Passage to read:

# OMG, yet another request for a VOTE..



## The A Team

I know, I know...these contests that you have to vote on are such a pain in the butt!!! I can't stand them....but I entered one anyway....:blush::blush:

You can vote every 12 hours....so I'll be watching you.....


https://moderndogmagazine.com/stardog/entry/ava-0


come on.....give us a vote. .....ummmm....daily.....:behindsofa:

Thanks!!! I'd love to win one of these things one of these days........:blink::innocent:


----------



## TanyaT

Voted! I will try and remember to keep voting for you  

There is a dog Riley who has 413 votes hopefully all the members on here can get you caught up to him


----------



## nwyant1946

*Voted....*


----------



## michellerobison

voted too ♥


----------



## lynda

Voted:thumbsup:


----------



## The A Team

Thank you so much.



as for the rest of you guys....Hey!!!! Where are you!!!!! :w00t:


----------



## Oakley Jackson

I voted!


----------



## Furbabies mom

I voted for that very, absolutely most beautiful fluff!!!Hope she wins!


----------



## Meilerca

I voted!! And Ava is gorgeous!!

Dataset extract:

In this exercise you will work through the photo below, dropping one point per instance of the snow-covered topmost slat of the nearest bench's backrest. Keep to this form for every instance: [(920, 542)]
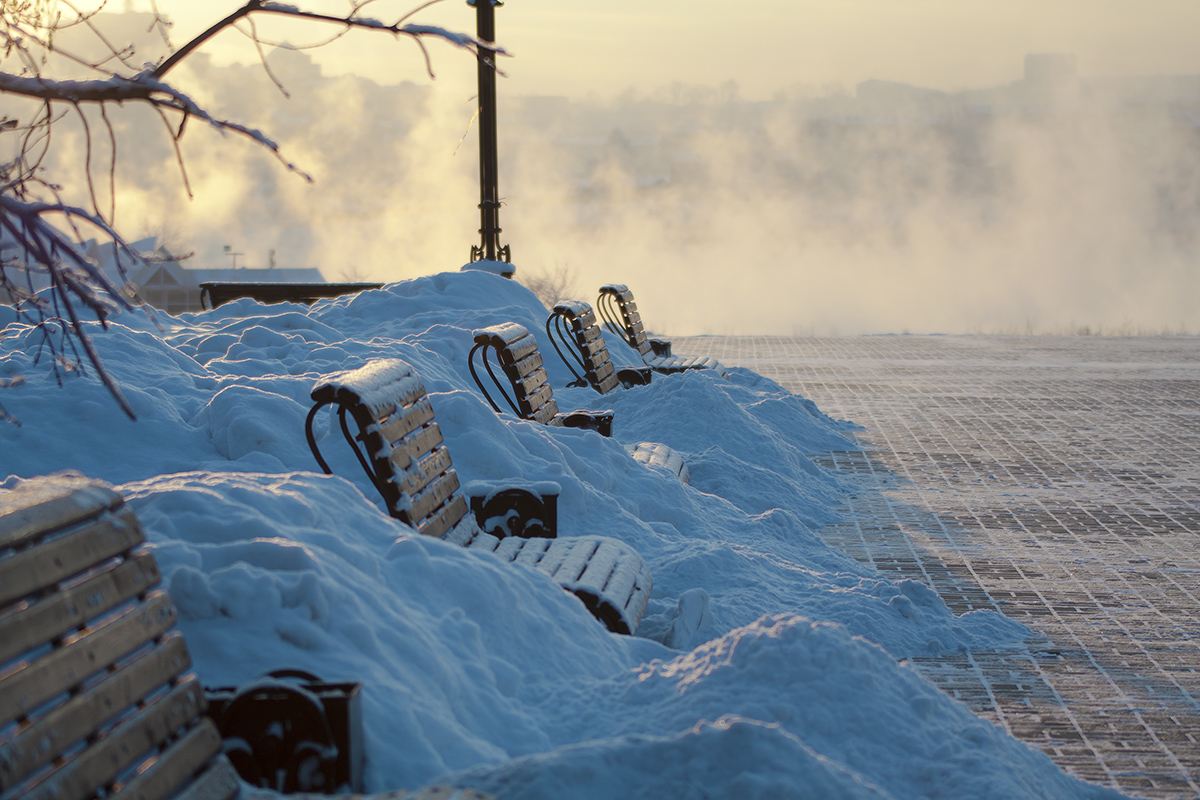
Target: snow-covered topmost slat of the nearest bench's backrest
[(33, 512)]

Work request A:
Answer these about the forum thread on voting in a dog contest:
(i) How often can a person vote?
(ii) How many votes does the dog Riley have?
(iii) What is the name of the dog in the entry?
Work request B: Carry the forum thread about voting in the dog contest further, picking up after its last post.
The material comes from another source.

Exercise result A:
(i) Every 12 hours.
(ii) 413.
(iii) Ava.

Exercise result B:
Sent from Petguide.com Free App


----------



## Sushi's Mom

I voted! Ava is beautiful!


----------



## Matilda's mommy

Pat what a great picture of precious Ava. I VOTED make sure you keep posting this thread. She has to win, she's beautiful:wub:


----------



## Sylie

I voted and bookmarked the site so that I can vote daily. Ava certainly deserves my vote.


----------



## jane and addison

_I voted._


----------



## IzzysBellasMom

I voted!!! Help us remember to vote everyday.


----------



## blueyedmomshell

Voted 


Sent from Petguide.com Free App


----------



## MalteseMommi

Voted!!! What a doll. 


Sent from Petguide.com Free App


----------



## preisa

Voted....good luck!!


Sent from Petguide.com Free App


----------



## mdbflorida

What a little princess. Voted and I will try to remember to do daily


----------



## mdbflorida

Matilda's mommy said:


> Pat what a great picture of precious Ava. I VOTED make sure you keep posting this thread. She has to win, she's beautiful:wub:


Paula your picture is adorable -how the **** did you get sunglasses on her and for her to pose. :chili:


----------



## sherry

Voted!


----------



## bailey02

voted...


----------



## nwyant1946

*Voted again!!*


----------



## Lprego35

I voted for beautiful Ava!!


----------



## Tashulia25

voted


----------



## lynda

Voted again:thumbsup:


----------



## IzzysBellasMom

up to 265, another day another vote


----------



## stapod

Voted... She's too cute. I'm a sucker for a fluff in hot pink.


----------



## donnad

Just voted...how can she lose?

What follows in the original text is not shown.